== Segment start ==

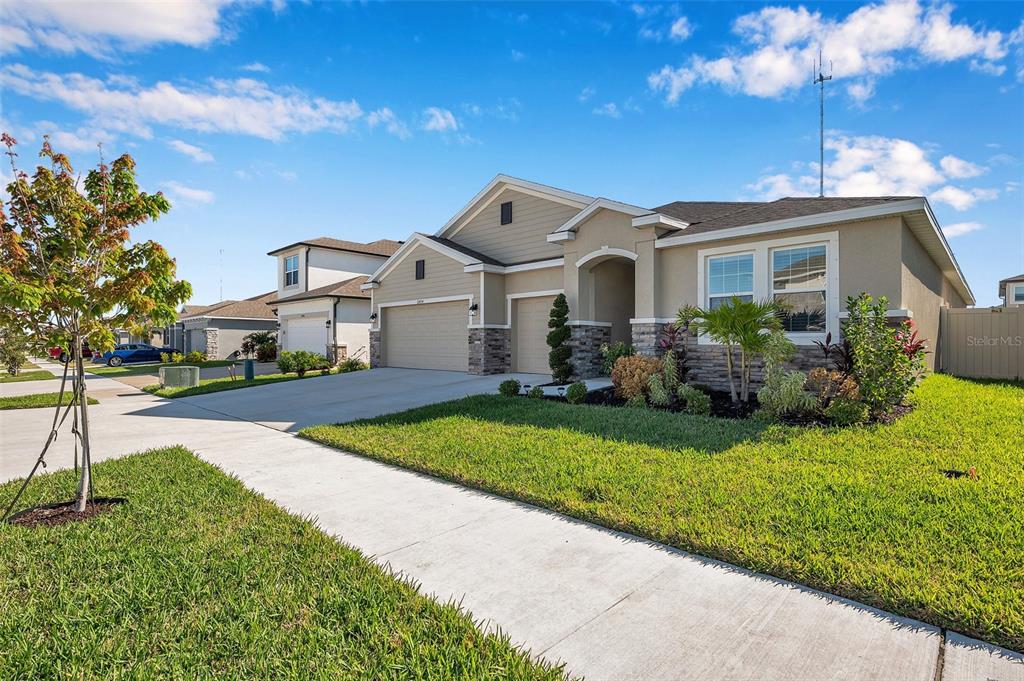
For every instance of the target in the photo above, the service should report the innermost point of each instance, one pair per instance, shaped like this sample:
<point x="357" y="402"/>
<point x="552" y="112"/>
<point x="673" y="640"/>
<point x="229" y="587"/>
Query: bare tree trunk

== Segment end ==

**What is expected**:
Please retype the whole listing above word for word and drop the pictures.

**Answer for this exercise**:
For every instance of the target in the photo above, the service should report the innermost point of each instance, one pair per instance, shaped like this sample:
<point x="357" y="402"/>
<point x="552" y="112"/>
<point x="673" y="640"/>
<point x="229" y="587"/>
Query: bare tree trunk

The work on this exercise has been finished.